Count the lines in the records below that contain the string "cowboy". Reply with the number only.

--- BEGIN MATERIAL TO PROCESS ---

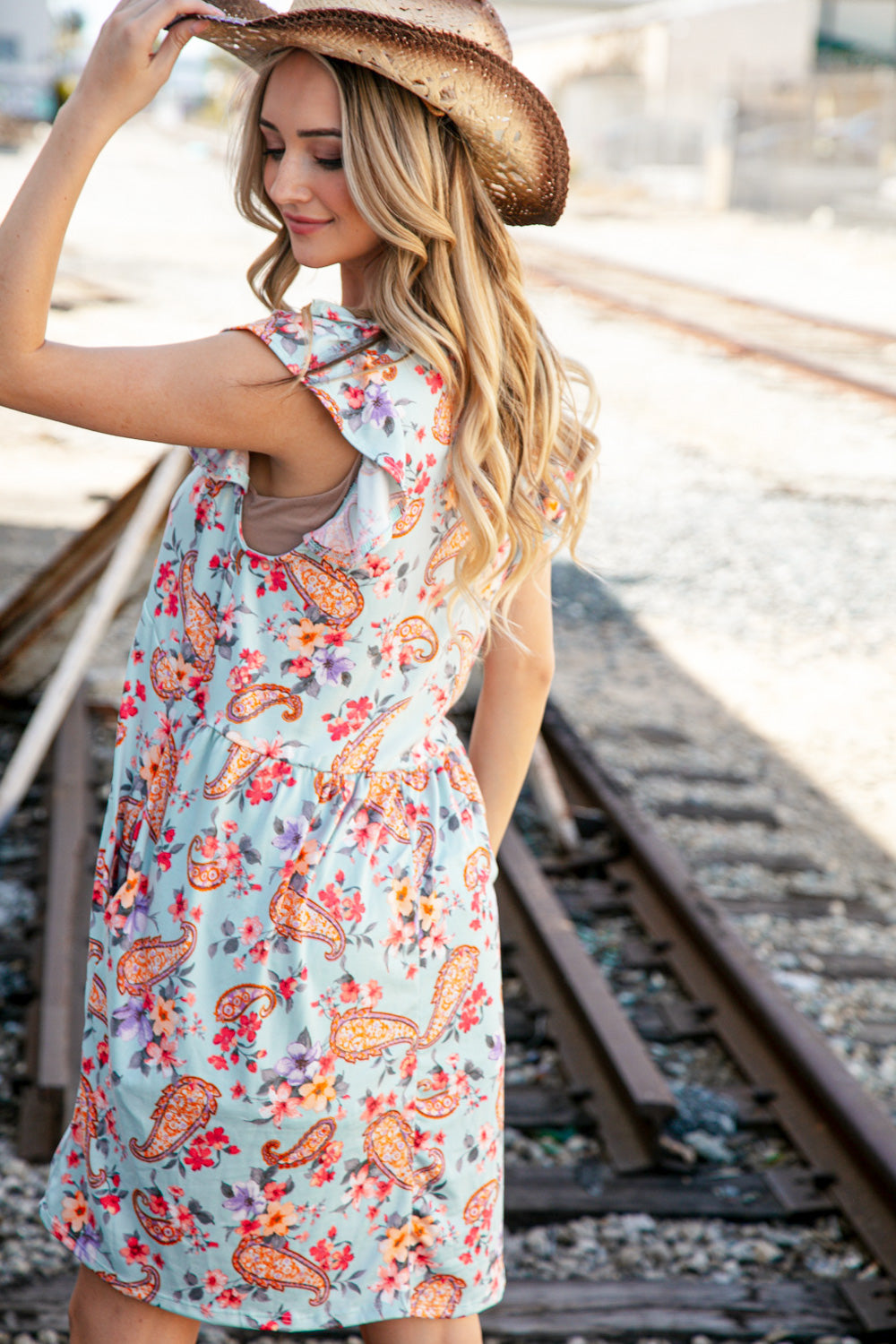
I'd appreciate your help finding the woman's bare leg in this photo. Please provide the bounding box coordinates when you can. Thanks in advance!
[359,1316,482,1344]
[68,1265,200,1344]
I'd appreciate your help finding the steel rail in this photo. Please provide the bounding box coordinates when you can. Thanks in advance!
[543,703,896,1276]
[520,242,896,346]
[524,247,896,406]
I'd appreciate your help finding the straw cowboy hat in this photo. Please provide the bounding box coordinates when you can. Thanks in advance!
[186,0,570,225]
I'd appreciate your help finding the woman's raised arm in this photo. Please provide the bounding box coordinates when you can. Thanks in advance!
[0,0,343,476]
[469,559,554,854]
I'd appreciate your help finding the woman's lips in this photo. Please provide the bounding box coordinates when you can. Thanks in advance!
[283,214,332,234]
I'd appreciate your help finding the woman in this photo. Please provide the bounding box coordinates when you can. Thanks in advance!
[0,0,595,1344]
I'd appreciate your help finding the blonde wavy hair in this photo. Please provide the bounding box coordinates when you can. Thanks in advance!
[235,53,599,637]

--- END MATERIAL TO PROCESS ---

THE OUTPUT: 1